*** Given passage Section Begins ***

The animosity between Donald Trump and Nancy Pelosi is bleeding over into Irish government St. Patrick's Day traditions in Washington. Isn't it time for us all to grow up?
One of the smartest moves made by Irish government leaders was lobbying for the annual St. Patrick’s luncheon hosted by the speaker of the House on Capitol Hill. The custom began in 1983 with Ronald Reagan in the White House and Thomas “Tip” O’Neill in the speaker's chair.
Reagan was a very proud Irish American, if not always a politically correct one. On St. Patrick's Day 1986 he was hosting a Cabinet meeting when a fully-fledged leprechaun rushed in to serenade him with an Irish ballad.
But he was very open to expanding the Irish influence in Washington, and his Irish legacy was to provide far greater access for Irish officials in top Washington circles, including the annual speaker’s lunch.
It quickly became the go-to destination for the incumbent president of whatever stripe, a tradition that lasted 37 years. On three or four occasions because of travel, the incumbent president missed the event, but otherwise, the White House occupant attended.
During the early 1990s with the progress of the Irish peace process, many critical meetings took place around the speaker’s lunch.
In 1995 President Clinton added on an evening Irish reception at the White House which became the hottest ticket in town. On one memorable occasion that party lasted until almost midnight with SDLP leader John Hume and Sinn Fein leader Gerry Adams closing proceedings with “The Town I Loved So Well.”

*** Given passage Section Ends ***
*** Entries provided Section Begins ***

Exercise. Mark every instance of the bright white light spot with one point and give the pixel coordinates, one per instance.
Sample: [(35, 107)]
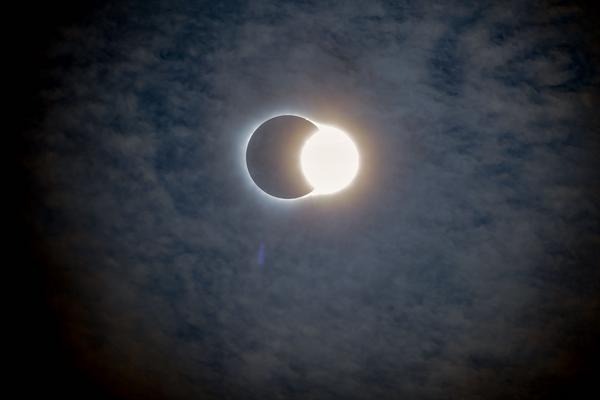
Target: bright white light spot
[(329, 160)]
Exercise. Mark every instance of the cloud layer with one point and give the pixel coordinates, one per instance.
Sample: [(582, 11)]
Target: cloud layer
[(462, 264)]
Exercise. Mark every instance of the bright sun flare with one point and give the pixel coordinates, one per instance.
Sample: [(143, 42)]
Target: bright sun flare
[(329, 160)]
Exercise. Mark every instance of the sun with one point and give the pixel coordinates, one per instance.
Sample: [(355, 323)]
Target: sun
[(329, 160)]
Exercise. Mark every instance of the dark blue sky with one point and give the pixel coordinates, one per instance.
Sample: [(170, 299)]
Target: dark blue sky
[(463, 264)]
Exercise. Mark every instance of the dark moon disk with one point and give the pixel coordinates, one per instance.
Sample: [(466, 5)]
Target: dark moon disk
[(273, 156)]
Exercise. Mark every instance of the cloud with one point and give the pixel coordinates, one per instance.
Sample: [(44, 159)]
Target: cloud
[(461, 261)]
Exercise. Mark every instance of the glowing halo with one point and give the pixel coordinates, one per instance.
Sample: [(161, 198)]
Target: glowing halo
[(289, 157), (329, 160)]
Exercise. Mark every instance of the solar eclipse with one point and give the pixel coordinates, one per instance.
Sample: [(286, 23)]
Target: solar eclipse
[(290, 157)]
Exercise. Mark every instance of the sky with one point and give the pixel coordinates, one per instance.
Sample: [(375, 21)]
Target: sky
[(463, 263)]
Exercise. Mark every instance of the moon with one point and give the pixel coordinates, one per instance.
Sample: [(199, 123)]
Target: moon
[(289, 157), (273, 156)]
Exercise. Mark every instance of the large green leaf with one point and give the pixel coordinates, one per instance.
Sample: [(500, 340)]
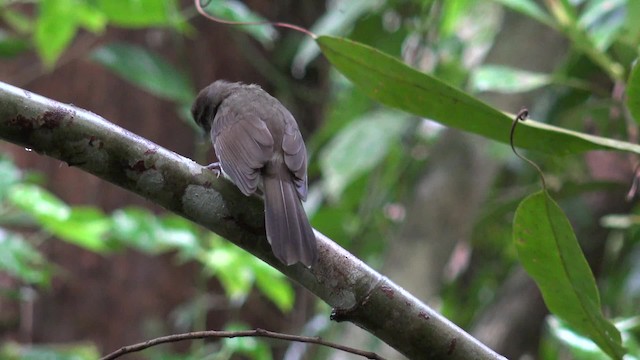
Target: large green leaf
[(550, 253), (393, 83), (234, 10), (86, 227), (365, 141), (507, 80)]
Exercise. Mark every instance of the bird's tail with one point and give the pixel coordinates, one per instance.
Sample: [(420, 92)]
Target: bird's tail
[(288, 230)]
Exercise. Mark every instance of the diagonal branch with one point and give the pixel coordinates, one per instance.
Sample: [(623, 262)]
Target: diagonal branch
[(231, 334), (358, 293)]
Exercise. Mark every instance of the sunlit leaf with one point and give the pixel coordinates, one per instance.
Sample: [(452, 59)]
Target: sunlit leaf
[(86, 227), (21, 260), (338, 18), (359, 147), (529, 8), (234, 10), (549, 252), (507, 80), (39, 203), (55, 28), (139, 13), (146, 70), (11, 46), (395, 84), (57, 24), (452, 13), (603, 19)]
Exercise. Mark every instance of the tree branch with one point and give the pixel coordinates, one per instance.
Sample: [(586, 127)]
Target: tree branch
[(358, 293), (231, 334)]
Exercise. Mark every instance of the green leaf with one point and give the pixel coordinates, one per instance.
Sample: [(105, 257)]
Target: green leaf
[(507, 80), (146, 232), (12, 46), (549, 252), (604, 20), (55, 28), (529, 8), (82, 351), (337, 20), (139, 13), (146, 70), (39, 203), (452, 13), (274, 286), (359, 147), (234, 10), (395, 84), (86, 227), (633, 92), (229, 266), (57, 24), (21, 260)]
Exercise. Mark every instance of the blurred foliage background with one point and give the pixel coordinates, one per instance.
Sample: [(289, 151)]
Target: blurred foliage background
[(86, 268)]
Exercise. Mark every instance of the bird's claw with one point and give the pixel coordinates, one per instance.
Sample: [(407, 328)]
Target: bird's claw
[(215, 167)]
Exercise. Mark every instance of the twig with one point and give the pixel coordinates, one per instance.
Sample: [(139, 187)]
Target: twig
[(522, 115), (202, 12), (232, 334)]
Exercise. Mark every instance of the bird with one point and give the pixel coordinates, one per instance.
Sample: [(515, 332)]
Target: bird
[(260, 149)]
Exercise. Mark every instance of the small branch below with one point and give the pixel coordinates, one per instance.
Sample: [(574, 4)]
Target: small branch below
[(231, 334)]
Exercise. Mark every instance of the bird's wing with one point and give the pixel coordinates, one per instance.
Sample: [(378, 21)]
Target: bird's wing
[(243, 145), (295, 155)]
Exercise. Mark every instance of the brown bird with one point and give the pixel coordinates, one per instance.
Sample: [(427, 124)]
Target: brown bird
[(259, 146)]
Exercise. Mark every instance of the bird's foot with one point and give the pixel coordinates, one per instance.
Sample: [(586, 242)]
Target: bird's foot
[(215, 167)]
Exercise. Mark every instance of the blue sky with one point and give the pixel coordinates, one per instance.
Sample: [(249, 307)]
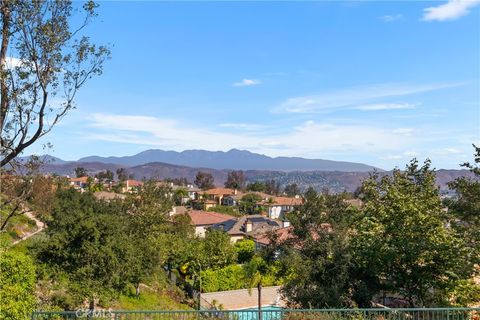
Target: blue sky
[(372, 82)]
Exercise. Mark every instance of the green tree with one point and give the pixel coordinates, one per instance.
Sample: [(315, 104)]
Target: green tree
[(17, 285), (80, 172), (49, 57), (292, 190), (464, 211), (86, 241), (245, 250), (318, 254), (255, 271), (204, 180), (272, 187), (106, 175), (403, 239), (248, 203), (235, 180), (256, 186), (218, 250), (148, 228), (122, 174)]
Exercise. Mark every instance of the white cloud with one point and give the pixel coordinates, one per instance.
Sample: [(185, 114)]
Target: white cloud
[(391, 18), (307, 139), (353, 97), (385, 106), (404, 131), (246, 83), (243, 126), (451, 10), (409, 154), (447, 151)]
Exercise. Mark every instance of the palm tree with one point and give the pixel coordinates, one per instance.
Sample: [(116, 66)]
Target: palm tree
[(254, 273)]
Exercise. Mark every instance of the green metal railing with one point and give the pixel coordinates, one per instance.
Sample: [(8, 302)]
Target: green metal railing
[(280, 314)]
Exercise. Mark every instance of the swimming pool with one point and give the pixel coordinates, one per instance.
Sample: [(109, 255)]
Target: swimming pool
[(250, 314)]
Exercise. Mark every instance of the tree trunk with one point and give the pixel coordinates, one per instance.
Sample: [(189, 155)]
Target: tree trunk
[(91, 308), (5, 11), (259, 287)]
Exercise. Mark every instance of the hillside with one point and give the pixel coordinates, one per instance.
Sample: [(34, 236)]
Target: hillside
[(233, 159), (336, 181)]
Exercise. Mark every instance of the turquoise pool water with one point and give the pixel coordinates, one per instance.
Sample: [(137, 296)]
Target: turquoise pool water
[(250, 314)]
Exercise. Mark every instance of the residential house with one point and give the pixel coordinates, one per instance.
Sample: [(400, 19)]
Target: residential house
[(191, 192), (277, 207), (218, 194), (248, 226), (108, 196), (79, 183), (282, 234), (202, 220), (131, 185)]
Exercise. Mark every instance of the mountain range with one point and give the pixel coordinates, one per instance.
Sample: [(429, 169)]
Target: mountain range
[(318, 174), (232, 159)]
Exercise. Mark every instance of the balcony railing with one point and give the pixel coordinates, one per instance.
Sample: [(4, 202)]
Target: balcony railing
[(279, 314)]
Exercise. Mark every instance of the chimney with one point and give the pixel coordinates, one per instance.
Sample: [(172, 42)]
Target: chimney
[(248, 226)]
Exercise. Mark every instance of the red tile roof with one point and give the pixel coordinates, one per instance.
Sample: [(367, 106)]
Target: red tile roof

*** Entries provided Section Ends ***
*** Entries provided Section Begins ***

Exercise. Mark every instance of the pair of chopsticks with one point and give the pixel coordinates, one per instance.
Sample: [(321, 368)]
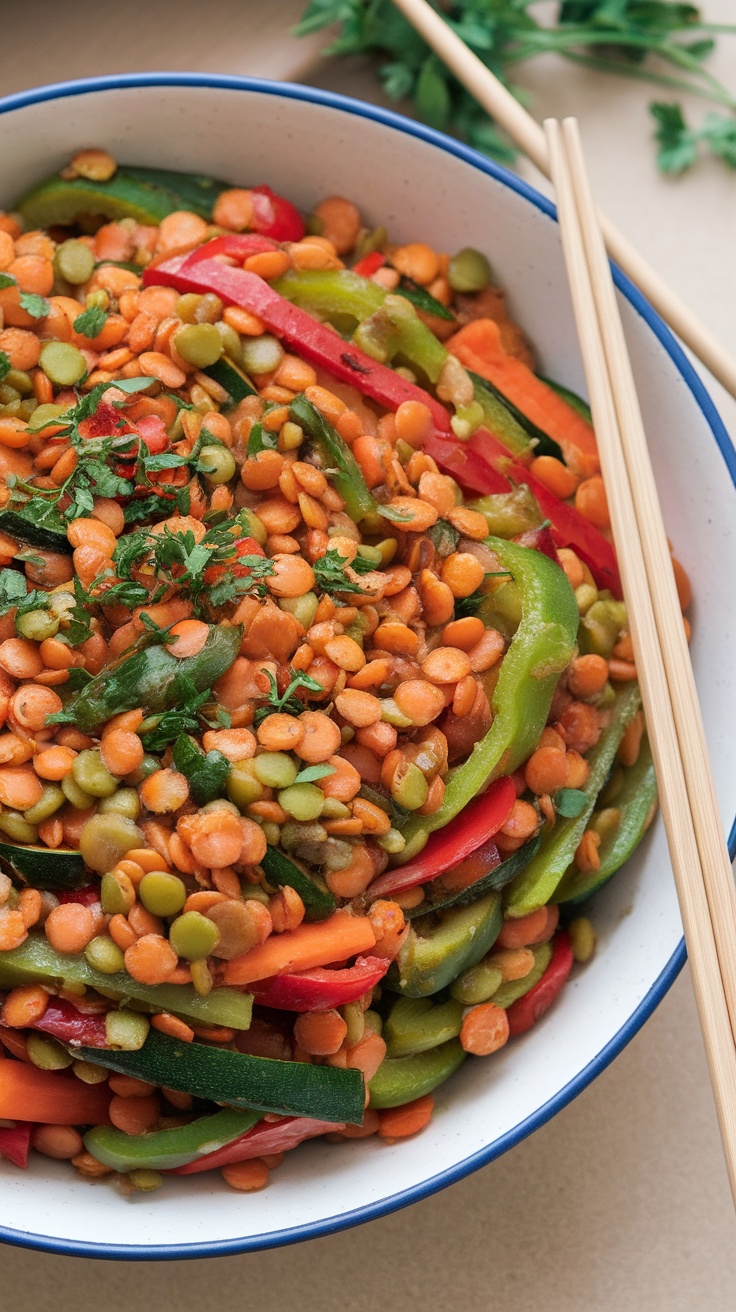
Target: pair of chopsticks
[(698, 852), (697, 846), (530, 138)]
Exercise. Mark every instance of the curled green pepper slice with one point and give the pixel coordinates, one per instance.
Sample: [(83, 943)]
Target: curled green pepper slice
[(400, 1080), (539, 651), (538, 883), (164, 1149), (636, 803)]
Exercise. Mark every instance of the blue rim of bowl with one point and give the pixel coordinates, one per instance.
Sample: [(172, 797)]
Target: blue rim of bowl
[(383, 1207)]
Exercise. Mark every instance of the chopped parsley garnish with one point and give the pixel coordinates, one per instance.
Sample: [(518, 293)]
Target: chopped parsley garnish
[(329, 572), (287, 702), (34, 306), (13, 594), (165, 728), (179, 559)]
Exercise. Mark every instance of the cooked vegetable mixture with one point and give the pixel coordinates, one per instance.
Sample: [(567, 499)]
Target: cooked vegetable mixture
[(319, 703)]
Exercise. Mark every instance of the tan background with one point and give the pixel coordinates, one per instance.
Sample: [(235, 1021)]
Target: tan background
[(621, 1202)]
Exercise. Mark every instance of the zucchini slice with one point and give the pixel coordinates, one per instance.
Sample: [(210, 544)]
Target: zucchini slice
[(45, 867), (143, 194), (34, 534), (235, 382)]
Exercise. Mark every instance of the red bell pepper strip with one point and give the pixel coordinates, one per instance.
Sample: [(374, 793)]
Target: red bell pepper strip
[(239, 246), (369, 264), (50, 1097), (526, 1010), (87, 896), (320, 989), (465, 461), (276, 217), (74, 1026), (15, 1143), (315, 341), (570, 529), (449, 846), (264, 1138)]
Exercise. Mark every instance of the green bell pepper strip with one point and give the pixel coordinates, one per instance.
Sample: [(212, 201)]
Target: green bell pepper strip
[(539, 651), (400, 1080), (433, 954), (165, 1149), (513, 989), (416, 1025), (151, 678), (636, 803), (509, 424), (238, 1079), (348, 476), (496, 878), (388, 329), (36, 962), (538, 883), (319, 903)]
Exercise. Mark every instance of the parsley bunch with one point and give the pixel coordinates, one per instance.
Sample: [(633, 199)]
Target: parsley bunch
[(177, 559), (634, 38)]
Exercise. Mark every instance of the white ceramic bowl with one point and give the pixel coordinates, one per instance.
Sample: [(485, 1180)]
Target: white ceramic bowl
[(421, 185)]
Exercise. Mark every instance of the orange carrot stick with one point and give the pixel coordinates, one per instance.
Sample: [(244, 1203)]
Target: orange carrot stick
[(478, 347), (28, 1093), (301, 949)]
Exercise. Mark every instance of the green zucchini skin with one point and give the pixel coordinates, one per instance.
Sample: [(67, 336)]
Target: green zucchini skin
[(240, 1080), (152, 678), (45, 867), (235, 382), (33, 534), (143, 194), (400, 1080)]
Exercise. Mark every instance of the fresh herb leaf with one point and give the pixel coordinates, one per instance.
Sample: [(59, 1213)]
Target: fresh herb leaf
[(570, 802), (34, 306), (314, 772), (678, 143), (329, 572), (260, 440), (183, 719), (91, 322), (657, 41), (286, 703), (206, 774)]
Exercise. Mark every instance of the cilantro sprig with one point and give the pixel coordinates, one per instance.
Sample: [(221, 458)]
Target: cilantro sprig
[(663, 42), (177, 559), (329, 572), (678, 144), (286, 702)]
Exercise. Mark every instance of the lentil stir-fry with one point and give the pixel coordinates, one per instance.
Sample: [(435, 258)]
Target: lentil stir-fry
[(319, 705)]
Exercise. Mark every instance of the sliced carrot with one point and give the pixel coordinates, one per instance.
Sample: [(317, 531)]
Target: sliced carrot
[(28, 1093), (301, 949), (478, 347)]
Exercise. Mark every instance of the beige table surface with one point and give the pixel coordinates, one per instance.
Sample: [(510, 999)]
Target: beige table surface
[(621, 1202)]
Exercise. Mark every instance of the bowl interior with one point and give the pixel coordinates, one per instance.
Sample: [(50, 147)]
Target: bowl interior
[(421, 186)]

*** Entries provided Section Ends ***
*** Entries provided Section Begins ***

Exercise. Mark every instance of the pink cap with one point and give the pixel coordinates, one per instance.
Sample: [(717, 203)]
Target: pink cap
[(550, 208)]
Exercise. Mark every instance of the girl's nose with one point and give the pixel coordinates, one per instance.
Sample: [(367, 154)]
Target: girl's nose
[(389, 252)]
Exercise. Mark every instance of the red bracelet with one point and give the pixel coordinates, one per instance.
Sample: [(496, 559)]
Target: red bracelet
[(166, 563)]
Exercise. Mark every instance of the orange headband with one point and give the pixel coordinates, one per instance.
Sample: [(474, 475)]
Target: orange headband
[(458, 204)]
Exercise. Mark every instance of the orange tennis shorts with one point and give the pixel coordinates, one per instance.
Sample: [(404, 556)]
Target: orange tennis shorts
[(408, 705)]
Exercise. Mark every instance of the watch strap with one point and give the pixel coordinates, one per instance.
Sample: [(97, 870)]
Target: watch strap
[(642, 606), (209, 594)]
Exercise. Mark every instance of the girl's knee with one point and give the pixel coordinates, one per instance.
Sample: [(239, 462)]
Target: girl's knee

*** Entries provided Section Ends ***

List of tasks:
A. Answer these questions using the St. Patrick's Day article:
(i) In what year did the speaker's annual St. Patrick's luncheon begin?
(ii) What rushed into Reagan's Cabinet meeting on St. Patrick's Day 1986?
(iii) Which song did John Hume and Gerry Adams close the White House party with?
B. Please print the St. Patrick's Day article from "The animosity between" to "annual speaker’s lunch.".

Expected responses:
A.
(i) 1983
(ii) A fully-fledged leprechaun, who serenaded him with an Irish ballad
(iii) "The Town I Loved So Well"

B.
The animosity between Donald Trump and Nancy Pelosi is bleeding over into Irish government St. Patrick's Day traditions in Washington. Isn't it time for us all to grow up?
One of the smartest moves made by Irish government leaders was lobbying for the annual St. Patrick’s luncheon hosted by the speaker of the House on Capitol Hill. The custom began in 1983 with Ronald Reagan in the White House and Thomas “Tip” O’Neill in the speaker's chair.
Reagan was a very proud Irish American, if not always a politically correct one. On St. Patrick's Day 1986 he was hosting a Cabinet meeting when a fully-fledged leprechaun rushed in to serenade him with an Irish ballad.
But he was very open to expanding the Irish influence in Washington, and his Irish legacy was to provide far greater access for Irish officials in top Washington circles, including the annual speaker’s lunch.